> Dataset entries:
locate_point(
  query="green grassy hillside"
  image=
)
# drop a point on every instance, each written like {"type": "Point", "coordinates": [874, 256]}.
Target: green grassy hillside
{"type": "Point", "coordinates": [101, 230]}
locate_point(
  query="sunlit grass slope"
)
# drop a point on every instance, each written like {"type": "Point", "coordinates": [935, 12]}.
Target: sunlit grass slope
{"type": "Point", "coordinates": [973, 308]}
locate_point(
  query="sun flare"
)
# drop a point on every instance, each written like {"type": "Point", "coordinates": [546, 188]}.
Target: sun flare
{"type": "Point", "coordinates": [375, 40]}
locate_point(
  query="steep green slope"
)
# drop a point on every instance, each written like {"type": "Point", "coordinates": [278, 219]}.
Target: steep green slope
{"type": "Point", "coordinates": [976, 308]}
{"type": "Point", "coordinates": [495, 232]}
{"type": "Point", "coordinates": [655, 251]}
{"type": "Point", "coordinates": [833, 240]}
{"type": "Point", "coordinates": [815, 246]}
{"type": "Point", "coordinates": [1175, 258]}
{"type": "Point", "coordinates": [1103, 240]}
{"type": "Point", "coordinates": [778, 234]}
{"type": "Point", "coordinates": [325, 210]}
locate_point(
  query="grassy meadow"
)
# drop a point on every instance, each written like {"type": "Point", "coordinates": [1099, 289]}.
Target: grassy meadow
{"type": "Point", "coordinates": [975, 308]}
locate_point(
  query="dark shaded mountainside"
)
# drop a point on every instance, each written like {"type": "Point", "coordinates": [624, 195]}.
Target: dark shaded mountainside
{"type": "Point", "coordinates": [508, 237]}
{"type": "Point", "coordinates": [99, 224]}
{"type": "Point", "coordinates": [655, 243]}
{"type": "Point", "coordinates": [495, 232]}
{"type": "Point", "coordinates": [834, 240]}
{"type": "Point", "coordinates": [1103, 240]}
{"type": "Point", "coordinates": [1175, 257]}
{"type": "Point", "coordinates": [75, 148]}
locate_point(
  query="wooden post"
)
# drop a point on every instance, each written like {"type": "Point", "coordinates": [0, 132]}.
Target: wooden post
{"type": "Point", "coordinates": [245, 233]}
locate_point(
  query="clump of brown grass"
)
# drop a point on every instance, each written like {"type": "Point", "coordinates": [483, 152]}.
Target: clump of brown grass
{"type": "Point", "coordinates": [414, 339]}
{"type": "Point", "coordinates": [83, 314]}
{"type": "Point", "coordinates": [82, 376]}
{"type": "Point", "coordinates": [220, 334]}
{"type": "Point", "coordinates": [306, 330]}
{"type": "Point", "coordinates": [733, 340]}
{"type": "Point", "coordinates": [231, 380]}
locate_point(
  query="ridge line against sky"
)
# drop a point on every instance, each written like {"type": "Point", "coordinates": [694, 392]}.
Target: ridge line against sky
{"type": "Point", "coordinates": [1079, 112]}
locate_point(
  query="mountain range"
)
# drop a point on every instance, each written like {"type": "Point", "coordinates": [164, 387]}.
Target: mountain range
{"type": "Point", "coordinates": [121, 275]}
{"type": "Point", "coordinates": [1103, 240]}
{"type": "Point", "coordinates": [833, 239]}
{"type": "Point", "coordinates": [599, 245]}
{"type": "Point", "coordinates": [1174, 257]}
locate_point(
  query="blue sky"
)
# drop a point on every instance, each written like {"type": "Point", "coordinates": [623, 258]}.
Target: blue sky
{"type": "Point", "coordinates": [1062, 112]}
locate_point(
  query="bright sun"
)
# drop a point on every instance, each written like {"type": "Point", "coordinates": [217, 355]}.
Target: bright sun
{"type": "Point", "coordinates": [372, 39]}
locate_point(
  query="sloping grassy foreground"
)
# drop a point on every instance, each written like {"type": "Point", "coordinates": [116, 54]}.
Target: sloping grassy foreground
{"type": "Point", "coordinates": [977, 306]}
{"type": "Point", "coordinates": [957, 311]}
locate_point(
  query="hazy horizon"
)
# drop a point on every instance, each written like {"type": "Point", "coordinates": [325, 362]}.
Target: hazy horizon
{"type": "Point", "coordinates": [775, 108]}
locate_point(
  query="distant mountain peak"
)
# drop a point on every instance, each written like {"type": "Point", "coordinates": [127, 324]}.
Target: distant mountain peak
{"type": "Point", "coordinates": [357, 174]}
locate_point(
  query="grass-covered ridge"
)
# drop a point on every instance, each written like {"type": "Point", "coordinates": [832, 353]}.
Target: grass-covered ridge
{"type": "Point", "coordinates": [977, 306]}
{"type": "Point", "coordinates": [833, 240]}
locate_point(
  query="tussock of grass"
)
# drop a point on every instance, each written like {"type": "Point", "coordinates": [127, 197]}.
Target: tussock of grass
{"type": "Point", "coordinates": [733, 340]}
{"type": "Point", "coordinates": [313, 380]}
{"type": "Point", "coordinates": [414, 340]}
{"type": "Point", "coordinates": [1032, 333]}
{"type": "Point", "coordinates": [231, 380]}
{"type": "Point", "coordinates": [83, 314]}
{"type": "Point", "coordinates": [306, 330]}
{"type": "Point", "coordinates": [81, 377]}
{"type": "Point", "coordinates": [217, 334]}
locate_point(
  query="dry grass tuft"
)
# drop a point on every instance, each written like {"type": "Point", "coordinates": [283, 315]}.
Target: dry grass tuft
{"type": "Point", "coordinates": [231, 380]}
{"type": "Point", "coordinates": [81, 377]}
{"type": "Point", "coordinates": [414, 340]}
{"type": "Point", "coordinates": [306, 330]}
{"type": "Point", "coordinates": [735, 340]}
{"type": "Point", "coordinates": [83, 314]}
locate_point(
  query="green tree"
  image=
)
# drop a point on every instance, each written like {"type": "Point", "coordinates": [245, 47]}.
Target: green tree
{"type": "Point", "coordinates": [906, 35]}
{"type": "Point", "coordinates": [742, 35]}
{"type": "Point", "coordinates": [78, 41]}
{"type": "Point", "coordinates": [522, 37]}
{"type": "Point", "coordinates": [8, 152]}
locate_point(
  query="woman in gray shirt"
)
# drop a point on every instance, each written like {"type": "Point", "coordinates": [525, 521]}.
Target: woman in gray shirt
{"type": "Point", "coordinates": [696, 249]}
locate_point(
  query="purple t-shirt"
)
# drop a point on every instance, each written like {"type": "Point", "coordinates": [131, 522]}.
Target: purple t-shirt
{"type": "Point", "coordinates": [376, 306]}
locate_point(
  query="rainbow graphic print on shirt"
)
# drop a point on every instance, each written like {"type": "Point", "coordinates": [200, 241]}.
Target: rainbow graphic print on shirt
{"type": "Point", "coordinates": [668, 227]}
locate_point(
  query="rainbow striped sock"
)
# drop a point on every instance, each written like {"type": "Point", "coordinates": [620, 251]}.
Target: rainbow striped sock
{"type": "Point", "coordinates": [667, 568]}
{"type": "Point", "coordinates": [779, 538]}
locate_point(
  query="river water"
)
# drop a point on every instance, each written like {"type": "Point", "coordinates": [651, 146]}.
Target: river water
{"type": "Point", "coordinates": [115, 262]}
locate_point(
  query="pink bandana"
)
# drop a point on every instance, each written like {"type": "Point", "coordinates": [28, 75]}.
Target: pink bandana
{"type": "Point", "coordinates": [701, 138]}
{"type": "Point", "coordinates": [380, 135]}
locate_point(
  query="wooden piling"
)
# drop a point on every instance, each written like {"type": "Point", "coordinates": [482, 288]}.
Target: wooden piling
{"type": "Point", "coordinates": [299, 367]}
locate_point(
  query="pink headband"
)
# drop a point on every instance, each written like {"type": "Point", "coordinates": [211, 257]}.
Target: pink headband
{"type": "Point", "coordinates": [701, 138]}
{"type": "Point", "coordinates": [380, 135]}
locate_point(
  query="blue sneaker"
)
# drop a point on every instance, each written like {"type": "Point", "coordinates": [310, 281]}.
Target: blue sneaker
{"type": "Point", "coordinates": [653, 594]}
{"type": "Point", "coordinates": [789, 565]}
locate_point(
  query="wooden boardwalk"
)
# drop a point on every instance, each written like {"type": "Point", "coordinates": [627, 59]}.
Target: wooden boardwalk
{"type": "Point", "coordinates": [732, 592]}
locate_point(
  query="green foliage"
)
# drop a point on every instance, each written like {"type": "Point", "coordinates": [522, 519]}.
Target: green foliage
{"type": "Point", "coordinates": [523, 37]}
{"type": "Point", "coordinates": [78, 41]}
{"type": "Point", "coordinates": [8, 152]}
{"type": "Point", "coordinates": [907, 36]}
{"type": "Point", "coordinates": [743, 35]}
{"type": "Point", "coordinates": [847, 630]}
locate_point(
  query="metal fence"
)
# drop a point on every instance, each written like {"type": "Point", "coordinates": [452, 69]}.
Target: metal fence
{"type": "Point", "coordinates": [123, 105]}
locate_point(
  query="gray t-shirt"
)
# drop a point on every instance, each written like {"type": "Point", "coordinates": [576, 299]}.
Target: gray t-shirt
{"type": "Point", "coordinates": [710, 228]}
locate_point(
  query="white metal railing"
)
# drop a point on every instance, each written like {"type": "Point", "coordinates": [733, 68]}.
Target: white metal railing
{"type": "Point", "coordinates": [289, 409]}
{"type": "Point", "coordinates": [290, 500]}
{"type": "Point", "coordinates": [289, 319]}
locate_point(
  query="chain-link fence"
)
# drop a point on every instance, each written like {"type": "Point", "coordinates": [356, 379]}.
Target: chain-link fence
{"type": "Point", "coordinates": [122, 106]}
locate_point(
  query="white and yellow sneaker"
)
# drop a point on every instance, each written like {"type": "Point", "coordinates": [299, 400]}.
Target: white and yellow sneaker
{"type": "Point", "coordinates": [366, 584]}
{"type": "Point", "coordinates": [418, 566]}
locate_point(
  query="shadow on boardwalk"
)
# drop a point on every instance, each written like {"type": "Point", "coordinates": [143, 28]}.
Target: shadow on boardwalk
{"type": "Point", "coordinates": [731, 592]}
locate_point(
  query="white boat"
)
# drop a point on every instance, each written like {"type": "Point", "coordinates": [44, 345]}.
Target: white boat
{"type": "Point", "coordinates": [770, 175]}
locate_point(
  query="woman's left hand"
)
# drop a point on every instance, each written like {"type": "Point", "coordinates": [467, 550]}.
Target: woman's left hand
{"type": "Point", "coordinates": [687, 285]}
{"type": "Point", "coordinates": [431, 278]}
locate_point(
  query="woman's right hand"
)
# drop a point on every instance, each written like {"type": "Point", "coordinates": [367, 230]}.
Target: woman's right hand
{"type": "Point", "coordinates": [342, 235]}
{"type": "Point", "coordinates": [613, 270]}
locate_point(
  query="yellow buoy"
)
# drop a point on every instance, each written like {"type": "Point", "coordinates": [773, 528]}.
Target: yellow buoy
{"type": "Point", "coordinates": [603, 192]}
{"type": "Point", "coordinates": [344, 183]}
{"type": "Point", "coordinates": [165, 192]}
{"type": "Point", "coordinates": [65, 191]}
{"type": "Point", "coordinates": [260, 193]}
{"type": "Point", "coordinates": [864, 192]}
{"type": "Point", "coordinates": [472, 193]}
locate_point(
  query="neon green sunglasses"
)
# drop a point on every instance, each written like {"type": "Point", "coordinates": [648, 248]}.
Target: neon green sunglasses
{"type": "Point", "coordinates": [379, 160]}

> Directive:
Collect each line of the items above that contains the string "green", and copy every such line in full.

> Expected output:
  query="green grassy hillside"
Target: green grassy hillside
  query="steep green slope"
Target: steep green slope
  query="green tree"
Target: green tree
  query="green foliage"
Target: green foliage
  query="neon green sunglasses"
Target: neon green sunglasses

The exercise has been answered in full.